- _Items from a dataset_
-=-=-=-=-

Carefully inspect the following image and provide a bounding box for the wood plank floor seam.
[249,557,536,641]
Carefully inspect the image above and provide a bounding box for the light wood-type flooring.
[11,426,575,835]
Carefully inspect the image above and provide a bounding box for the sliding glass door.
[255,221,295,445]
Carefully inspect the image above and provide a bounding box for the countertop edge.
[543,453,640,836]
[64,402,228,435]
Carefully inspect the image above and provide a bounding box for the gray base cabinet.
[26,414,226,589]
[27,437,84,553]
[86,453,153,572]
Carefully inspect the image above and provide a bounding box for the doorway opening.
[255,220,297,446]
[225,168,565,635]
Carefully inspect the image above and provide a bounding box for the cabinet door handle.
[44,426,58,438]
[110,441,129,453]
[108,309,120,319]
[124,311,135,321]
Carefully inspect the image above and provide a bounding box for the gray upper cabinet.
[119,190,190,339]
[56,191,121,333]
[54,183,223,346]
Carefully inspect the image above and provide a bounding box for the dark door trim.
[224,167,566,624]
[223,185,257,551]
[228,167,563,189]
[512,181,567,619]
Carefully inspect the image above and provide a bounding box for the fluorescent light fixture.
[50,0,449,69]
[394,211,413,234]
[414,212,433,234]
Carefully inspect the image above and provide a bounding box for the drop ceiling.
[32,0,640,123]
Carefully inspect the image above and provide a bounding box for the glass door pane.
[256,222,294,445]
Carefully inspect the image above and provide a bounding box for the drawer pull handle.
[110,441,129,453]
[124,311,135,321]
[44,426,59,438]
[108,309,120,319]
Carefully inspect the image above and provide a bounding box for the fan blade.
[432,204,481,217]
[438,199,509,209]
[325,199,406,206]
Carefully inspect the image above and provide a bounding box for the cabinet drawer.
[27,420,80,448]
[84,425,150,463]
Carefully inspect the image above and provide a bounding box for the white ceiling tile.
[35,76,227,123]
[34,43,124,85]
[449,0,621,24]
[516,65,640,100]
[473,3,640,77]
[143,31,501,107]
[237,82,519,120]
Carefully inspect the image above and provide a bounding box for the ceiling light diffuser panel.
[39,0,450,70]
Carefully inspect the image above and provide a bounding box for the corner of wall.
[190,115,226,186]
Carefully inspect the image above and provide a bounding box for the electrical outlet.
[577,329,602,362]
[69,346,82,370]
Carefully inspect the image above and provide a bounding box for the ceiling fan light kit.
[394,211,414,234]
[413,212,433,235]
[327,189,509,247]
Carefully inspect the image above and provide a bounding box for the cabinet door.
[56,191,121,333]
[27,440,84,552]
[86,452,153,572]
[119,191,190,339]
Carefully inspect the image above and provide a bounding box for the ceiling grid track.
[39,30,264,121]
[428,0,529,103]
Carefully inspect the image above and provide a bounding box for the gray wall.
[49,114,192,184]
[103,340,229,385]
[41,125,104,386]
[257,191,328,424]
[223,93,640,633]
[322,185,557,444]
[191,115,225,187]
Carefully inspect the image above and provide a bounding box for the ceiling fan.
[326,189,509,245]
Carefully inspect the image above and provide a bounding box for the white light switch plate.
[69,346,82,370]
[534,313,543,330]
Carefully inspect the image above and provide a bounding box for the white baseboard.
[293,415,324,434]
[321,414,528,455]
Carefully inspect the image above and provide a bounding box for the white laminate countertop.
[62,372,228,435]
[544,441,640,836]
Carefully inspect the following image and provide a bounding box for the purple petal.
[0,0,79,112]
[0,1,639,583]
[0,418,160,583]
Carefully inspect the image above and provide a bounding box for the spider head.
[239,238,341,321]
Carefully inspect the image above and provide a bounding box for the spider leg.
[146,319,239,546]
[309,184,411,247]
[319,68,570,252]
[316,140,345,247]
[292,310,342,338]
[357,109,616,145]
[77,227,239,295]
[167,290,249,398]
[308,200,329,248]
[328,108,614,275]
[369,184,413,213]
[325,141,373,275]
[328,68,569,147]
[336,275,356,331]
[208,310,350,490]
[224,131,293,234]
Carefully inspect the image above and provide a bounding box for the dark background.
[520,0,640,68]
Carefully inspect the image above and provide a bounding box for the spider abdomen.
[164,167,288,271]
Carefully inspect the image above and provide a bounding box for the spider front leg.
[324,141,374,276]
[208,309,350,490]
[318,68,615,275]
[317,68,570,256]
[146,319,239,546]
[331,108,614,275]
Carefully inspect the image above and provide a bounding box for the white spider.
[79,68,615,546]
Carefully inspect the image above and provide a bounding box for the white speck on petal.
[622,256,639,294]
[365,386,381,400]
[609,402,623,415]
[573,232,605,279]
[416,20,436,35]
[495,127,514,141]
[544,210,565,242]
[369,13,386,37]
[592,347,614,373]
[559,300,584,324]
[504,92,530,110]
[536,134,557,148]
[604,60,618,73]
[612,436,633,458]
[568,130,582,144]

-=-=-=-=-

- _ASSIGNED TASK_
Take the entries above and copy them out exactly.

- _WRITTEN RESPONSE_
Carefully inspect the following image and provide a bounding box for the wood plank floor seam.
[249,557,536,641]
Carefully inspect the image above and provide a bounding box for the light wood-type flooring.
[11,426,575,835]
Carefully inspect the image above and provide a bounding box for the sliding glass door.
[255,221,295,445]
Carefully inspect the image above and provide a bounding box for the countertop edge.
[543,453,640,836]
[64,402,228,435]
Carefully inspect the image above and provide a bounding box for the gray base cabinet.
[26,414,226,589]
[27,437,84,553]
[86,453,153,572]
Carefully inspect the image above and provide a bounding box for the doorway opening.
[255,220,297,446]
[225,168,565,635]
Carefully inspect the image above and provide a bounding box for the cabinet door handle.
[44,426,58,438]
[110,441,129,453]
[108,309,120,319]
[124,311,135,321]
Carefully inspect the image above and provide a bounding box for the gray upper cabinet.
[119,190,190,339]
[56,191,121,333]
[54,183,223,346]
Carefully inspect the image above and provide a bounding box for the dark door trim.
[224,167,566,624]
[223,185,257,551]
[228,167,563,189]
[512,181,567,619]
Carefully inspect the image above and provide a bounding box for the fluorescent light fixture.
[50,0,449,69]
[394,211,413,234]
[414,212,433,234]
Carefully inspect the image above and provide a bounding box for the drop ceiling.
[32,0,640,123]
Carefully inspect the image above and provide a bounding box for the glass door pane.
[256,222,294,445]
Carefully inspect the image above and provide a bounding box for the drawer pull handle.
[110,441,129,453]
[124,311,135,321]
[44,426,59,438]
[108,309,120,319]
Carefully inspect the image above and provide a bounding box for the fan blade.
[432,204,481,217]
[438,199,509,209]
[325,199,406,206]
Carefully inspect the image above and provide a bounding box for the cabinet drawer.
[27,420,80,448]
[84,425,150,463]
Carefully inspect the image above and provide a bounding box for the white ceiling tile.
[35,76,227,123]
[34,43,124,85]
[449,0,621,24]
[516,65,640,100]
[473,3,640,77]
[143,31,501,107]
[237,82,519,120]
Carefully inspect the image above and provide a bounding box for the ceiling light diffuser panel.
[39,0,450,70]
Carefully inspect the image above and provide a bounding box for the corner of wall.
[190,115,226,186]
Carefully inspect the image above and provide a bounding box for the electrical outlet.
[577,329,602,362]
[69,346,82,370]
Carefully inspect the image above and provide a bounding box for the ceiling fan light kit.
[394,211,414,234]
[413,212,433,235]
[327,189,509,247]
Carefully inspect the image above and provide a bounding box for the cabinet door.
[56,191,121,333]
[27,440,84,552]
[86,452,153,572]
[119,191,190,339]
Carefully inspect the image above and provide a bounding box for the ceiling grid track.
[39,30,264,121]
[428,0,529,103]
Carefully inspect the image above and provide a bounding box for the gray wall.
[49,114,192,184]
[103,340,229,385]
[41,125,104,386]
[257,191,328,424]
[223,93,640,633]
[322,185,557,444]
[191,115,225,187]
Carefully inspect the image above and provide a bounding box for the ceiling fan.
[326,189,509,245]
Carefully inspect the image above and provide a bounding box for the white light switch plate.
[69,346,82,370]
[534,313,543,330]
Carefully inspect the image above and provide a bounding box for the white baseboard.
[293,415,324,434]
[321,414,528,455]
Carefully inspect the image above and provide a bounding box for the white laminate countertop.
[62,372,228,435]
[544,441,640,836]
Carefully inspect the following image and provide a bounding box for the purple petal.
[0,0,79,112]
[0,1,639,583]
[0,418,160,583]
Carefully inspect the image above and provide a bounding box for the spider head.
[239,238,341,321]
Carefully inspect the image above and provide a bounding box for the spider leg.
[146,319,239,546]
[309,184,411,247]
[319,68,570,252]
[316,140,345,247]
[292,310,342,338]
[357,109,616,145]
[77,227,239,295]
[167,290,249,398]
[308,200,329,248]
[328,108,614,275]
[369,184,413,213]
[325,141,373,275]
[328,68,569,147]
[336,275,356,331]
[208,310,350,490]
[224,131,293,234]
Carefully inspect the image above and provide a bounding box for the dark background.
[520,0,640,68]
Carefully inspect the image above and provide a bounding box for the spider abdomen.
[164,167,288,271]
Carefully inspect the image above and provide a bounding box for the spider front leg.
[324,141,374,276]
[208,309,350,490]
[318,68,615,275]
[317,68,570,256]
[146,319,239,546]
[331,108,614,275]
Carefully inspect the image above and provide a bounding box for the white spider.
[79,68,615,546]
Carefully inspect the image above and provide a bounding box for the white speck on petal.
[622,256,639,294]
[365,386,381,400]
[609,402,623,415]
[573,232,605,279]
[416,20,436,35]
[495,127,514,141]
[544,210,565,242]
[369,13,386,37]
[592,347,614,373]
[559,300,584,324]
[504,92,530,110]
[536,134,557,148]
[604,60,618,73]
[612,436,633,458]
[568,130,582,144]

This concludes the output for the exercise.